PROMPT: What lines in the records below include the word "pants"? Return each one.

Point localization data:

=== Begin Enclosure ===

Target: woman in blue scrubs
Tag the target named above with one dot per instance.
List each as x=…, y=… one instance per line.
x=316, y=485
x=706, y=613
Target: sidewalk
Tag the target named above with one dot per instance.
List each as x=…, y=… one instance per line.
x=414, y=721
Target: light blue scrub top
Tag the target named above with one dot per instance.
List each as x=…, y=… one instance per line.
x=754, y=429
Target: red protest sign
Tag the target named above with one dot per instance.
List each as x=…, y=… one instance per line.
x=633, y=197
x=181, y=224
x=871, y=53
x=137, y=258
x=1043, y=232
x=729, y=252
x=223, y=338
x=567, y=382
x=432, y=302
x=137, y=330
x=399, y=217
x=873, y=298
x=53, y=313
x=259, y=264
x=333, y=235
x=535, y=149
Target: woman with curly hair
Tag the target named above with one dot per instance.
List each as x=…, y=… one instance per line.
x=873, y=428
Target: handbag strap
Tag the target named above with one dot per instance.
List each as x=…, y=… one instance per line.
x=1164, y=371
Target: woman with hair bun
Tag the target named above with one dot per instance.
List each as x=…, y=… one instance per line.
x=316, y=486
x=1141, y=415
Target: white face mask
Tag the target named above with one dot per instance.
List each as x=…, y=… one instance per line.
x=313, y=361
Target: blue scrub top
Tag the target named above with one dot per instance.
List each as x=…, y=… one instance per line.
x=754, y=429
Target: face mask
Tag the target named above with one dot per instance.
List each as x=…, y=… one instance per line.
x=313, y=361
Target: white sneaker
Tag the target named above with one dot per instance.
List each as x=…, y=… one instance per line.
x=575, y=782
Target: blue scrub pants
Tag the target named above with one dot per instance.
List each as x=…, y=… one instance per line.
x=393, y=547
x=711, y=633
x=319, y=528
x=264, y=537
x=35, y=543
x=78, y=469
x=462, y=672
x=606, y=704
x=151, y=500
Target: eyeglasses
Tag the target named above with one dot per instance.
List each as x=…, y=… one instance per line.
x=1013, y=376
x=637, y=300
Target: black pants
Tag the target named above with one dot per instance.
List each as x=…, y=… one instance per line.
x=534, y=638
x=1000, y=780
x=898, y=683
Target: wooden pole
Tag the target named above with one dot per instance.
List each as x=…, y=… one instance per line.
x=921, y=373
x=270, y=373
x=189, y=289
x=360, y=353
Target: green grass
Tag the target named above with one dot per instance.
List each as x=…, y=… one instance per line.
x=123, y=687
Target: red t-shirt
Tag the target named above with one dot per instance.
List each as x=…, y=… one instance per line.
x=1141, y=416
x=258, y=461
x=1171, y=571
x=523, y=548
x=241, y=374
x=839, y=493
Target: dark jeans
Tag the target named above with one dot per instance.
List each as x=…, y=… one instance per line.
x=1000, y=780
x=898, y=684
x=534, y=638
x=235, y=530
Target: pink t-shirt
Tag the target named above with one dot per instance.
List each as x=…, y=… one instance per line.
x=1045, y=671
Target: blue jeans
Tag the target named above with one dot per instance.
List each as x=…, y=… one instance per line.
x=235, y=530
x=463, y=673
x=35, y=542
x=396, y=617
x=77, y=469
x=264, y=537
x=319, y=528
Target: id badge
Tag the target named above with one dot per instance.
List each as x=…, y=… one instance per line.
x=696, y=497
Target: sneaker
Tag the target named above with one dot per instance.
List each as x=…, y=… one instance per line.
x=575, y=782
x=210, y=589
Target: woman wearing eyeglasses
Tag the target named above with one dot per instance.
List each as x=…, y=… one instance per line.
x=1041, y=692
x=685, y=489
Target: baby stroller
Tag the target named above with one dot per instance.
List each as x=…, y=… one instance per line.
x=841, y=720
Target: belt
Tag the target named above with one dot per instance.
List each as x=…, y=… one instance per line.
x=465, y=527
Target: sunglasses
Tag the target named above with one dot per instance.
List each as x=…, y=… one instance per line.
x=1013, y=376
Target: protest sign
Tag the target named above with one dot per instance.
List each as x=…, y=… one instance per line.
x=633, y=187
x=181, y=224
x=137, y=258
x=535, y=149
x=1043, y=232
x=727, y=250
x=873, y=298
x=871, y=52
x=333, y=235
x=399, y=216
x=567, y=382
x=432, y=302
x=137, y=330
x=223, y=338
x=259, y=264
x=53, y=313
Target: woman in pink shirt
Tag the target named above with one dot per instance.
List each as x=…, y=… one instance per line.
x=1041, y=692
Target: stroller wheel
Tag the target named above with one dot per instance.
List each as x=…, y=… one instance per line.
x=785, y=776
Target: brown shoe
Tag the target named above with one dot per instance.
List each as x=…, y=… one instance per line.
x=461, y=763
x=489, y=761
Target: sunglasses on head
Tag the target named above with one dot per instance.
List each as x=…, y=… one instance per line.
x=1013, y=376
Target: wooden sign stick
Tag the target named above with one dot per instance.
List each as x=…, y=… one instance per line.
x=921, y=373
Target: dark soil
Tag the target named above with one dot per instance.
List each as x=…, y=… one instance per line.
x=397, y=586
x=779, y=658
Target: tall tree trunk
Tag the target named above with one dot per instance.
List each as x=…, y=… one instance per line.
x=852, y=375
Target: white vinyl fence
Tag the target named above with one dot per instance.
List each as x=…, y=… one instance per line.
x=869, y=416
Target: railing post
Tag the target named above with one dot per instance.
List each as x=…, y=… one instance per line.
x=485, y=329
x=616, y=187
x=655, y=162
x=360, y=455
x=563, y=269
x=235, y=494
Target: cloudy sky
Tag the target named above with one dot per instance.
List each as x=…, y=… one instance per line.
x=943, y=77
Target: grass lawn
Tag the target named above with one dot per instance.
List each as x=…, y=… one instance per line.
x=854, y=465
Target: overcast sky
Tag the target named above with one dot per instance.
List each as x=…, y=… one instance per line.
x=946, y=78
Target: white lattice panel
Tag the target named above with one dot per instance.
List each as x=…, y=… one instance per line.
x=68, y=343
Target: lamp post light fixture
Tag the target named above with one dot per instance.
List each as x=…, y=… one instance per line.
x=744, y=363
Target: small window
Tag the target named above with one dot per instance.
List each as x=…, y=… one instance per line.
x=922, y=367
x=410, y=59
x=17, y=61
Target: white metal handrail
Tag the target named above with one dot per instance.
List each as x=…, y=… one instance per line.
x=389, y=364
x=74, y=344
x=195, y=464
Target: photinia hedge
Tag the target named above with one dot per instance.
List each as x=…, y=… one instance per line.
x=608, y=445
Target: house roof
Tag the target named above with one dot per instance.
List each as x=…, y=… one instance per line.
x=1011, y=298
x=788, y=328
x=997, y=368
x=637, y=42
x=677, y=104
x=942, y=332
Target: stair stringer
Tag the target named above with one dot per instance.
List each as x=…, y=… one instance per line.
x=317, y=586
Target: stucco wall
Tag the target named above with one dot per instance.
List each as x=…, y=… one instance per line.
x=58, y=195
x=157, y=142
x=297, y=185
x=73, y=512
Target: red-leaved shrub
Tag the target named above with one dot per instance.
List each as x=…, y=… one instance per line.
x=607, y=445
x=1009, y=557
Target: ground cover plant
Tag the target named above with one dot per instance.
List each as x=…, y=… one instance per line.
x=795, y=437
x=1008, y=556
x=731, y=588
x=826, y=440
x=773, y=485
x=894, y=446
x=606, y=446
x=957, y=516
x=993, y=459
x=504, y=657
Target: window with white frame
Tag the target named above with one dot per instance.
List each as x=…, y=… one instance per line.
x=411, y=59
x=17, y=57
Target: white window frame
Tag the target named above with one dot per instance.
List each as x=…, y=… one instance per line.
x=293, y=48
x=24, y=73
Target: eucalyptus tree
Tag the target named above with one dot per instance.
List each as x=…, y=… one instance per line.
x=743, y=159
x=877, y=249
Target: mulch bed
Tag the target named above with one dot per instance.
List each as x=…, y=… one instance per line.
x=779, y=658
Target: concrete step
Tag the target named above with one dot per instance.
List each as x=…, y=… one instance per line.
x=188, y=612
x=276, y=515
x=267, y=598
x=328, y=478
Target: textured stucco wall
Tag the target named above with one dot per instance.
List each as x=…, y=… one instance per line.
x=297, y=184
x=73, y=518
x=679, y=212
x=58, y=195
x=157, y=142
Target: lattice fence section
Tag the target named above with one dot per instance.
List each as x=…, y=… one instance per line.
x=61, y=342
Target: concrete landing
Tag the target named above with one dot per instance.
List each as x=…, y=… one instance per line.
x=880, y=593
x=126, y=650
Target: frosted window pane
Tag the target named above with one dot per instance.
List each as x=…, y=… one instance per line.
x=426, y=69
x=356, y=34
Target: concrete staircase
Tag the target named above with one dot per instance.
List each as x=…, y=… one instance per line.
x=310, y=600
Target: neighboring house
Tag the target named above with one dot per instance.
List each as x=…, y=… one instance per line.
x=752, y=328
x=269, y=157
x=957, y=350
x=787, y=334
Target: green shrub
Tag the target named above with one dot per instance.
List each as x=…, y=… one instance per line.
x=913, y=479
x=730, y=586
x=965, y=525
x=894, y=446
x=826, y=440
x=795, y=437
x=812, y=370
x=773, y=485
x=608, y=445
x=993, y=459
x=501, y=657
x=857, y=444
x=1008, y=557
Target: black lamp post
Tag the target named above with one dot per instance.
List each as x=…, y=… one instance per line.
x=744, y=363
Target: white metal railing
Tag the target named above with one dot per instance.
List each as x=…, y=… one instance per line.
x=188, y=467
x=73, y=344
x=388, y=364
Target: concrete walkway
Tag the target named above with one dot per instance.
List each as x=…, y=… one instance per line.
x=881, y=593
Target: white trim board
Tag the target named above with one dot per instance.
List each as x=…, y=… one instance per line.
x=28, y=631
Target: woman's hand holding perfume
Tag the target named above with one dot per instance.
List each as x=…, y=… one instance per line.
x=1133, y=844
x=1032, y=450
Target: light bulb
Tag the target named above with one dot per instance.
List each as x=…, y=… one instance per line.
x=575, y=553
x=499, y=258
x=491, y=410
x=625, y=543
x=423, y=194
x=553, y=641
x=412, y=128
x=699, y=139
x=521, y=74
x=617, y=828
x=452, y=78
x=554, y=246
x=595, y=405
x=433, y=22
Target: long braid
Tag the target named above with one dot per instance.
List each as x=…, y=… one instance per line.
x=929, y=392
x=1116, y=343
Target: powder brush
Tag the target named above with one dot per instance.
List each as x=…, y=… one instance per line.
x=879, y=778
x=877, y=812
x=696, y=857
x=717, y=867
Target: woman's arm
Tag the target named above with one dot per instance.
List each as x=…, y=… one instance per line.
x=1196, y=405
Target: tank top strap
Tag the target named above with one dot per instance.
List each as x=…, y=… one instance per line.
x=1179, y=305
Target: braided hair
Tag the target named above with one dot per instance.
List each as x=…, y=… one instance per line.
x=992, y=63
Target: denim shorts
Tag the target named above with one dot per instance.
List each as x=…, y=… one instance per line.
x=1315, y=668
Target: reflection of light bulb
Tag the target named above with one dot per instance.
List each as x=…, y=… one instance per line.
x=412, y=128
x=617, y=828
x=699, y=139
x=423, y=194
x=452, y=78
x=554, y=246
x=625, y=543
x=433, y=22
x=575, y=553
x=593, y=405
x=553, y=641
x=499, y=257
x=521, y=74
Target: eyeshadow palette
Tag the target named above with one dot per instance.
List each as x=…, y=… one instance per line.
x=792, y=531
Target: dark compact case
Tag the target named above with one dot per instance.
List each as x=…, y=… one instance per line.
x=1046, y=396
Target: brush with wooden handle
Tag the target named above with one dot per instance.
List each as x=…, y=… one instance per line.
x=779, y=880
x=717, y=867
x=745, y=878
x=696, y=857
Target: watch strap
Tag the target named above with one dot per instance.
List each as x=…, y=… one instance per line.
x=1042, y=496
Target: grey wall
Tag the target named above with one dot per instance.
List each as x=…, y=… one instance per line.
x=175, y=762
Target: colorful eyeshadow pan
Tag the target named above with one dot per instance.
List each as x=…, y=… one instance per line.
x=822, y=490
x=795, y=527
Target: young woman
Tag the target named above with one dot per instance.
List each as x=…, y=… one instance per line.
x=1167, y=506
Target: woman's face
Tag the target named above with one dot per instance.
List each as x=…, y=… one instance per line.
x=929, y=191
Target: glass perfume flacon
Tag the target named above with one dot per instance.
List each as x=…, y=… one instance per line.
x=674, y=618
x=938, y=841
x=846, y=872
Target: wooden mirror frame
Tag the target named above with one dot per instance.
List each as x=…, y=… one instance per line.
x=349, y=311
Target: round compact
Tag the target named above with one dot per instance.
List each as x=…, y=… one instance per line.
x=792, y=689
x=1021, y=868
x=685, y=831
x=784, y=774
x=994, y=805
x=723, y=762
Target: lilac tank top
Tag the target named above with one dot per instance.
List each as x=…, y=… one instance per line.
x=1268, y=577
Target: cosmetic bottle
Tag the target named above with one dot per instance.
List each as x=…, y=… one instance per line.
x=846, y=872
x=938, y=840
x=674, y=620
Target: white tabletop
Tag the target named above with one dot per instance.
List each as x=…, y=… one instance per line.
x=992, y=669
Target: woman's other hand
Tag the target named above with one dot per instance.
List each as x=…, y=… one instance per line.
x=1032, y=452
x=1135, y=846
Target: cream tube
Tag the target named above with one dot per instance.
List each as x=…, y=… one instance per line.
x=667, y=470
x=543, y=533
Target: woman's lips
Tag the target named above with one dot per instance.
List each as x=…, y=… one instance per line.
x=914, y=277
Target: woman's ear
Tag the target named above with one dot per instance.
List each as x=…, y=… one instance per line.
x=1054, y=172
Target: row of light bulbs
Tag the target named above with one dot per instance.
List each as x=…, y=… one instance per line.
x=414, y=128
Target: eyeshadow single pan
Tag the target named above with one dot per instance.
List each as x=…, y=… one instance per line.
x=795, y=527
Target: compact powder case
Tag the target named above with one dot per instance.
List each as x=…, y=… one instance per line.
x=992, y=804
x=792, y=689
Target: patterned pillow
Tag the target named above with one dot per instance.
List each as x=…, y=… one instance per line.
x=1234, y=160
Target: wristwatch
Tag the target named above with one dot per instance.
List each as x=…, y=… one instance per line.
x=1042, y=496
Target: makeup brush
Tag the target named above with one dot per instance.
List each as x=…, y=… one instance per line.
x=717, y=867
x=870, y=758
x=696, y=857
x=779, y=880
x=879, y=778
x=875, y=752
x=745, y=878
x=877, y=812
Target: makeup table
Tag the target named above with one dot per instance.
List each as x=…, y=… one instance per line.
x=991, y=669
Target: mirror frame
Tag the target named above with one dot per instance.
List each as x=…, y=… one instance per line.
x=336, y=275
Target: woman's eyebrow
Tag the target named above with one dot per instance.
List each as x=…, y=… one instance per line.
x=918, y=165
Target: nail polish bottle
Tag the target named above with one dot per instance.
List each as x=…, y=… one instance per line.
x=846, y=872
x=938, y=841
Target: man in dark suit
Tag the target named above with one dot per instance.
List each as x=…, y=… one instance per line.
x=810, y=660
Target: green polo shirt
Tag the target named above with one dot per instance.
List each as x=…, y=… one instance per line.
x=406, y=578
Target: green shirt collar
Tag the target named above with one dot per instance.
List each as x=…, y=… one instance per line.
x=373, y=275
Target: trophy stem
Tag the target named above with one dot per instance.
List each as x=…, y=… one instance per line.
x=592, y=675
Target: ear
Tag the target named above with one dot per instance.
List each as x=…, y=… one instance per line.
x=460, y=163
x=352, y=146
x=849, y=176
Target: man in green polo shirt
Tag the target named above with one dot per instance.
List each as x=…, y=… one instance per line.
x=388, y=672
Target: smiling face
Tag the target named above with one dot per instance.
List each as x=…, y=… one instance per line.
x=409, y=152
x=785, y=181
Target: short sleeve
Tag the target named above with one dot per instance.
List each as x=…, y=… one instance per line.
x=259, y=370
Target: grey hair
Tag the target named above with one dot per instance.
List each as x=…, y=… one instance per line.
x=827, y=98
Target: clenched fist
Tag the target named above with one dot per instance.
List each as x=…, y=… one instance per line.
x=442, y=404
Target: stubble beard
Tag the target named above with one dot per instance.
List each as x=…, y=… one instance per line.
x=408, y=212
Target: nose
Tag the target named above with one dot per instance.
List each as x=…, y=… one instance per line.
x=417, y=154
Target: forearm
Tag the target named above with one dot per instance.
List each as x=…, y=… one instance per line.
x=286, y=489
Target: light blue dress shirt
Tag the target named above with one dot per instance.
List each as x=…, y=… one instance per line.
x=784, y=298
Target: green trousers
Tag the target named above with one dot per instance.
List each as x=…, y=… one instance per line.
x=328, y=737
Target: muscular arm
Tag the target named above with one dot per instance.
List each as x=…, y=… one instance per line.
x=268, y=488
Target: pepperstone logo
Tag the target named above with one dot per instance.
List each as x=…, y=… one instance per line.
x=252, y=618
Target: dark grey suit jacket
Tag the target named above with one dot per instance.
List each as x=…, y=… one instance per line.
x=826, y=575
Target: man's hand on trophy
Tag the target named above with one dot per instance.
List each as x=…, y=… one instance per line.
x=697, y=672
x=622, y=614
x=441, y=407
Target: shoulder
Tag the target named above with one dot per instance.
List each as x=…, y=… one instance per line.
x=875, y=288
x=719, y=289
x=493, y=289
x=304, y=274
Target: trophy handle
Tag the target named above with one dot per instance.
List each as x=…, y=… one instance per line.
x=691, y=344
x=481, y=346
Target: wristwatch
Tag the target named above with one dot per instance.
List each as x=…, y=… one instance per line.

=== End Enclosure ===

RESPONSE FOR THIS EXERCISE:
Target: blue scrub pants
Target: black pants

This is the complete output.